My introduction to dancing was following my sister to a class. She fled and I stayed.
I did get slagged about my dancing at school, of course, but it didn’t matter a damn to me. I’m the youngest of eight kids, so I’d learnt how to stand up for myself very early on.
My first, vivid memory of dancing is winning a disco-dancing competition when I was eight. I won another one at 12. Then, at the tender age of 13, I wrote to The Royal Ballet School in London, asking if they did any courses in disco. Their letter back was dripping with disdain.
As a dancer, I was super-disciplined about what I ate and how I trained. You have to be, because your body is your instrument. My siblings would be digging into desserts and chocolate cakes — but if I’d done that, I would have seen it immediately when I looked at myself, in my leotard, in the mirror during our eight-hour working days.
I trained here, first with Joan Denise Moriarty and then at the Kirov, when they opened their doors to foreigners in 1989. It was an amazing experience, but they worked us very hard. I weighed eleven stone when I went there and nine when I came back. It was like going back in a time warp. I remember going to Moscow to see the Bolshoi, and the first McDonalds had just opened and there were queues around the block.
My biggest challenge, so far, was having to give up dancing after I had major heart surgery.
I was born with a heart murmur, but always had it properly monitored. Then, my doctor told me it was time to operate. I thought it would be a bit like changing a light bulb, and that I could return to the stage afterwards, but he said ‘no, you’re going to have to stop dancing’.
It was the worst experience of my life. Dancing was the thing that I relied on. It was what had got me through all those other tough times, like when my dad died. It was how I defined myself. When I stopped, it was difficult, both physically and mentally.

### Supplied records
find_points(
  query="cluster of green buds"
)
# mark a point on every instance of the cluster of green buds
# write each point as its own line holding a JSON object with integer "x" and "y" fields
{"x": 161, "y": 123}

### Assigned task A
In the account of a dancing life, what did the writer weigh before going to the Kirov and after coming back?
### Assigned task B
Go on with the account of a dancing life from where it stops.

### Written reply A
Eleven stone before going and nine stone after coming back.

### Written reply B
I’m normally a very upbeat, glass-half-full kind of person. I’d never known a day’s depression or anxiety, but after the operation I suffered from severe panic attacks. It’s all behind me now, but even seeking help was difficult, because, as a dancer, you are trained to simply get on with things. I did see a counsellor for a while and, basically, the solution was quite simple — I had to learn how to be kinder to myself.
Since then, I’ve discovered there’s a whole world out there that I never knew about — television, food, lazing around in track suits, staying in bed late on a Saturday — that type of thing.
I now spilt my time living between Cork and Stockholm. I love the Swedish mentality, which calls for a major announcement if the train is running 30 seconds late.
I’m very lucky to be working as an artistic director, in the art form that I love.
I’m not a procrastinator. I can’t stand people taking ages over making a decision. That’s one of the things I like about being the boss — you’ve only yourself to blame.
Normally, I’m pretty calm, because I’m disgustingly organised. But we just had a major drama. The principal dancer, whom I’d booked months ago for our Sleeping Beauty, had to pull out. The other leading ballerina from her Russian company got injured, and they couldn’t manage without both of them. But the good news is that we have secured Monica Fotescu Utahe to dance the leading role of Princess Aurora and she will be partnered by Sergio Tarrado, who was Natalie Portman’s partner in the smash-hit movie Black Swan.
Alan Foley directs Cork City Ballet’s production of Tchaikovsky’s The Sleeping Beauty at the Cork Opera House, Nov 22-24, at 8pm, with a matinee on Saturday, Nov 24, at 2.30pm, and at the Wexford Opera House on Sunday, Nov 25, at 8pm.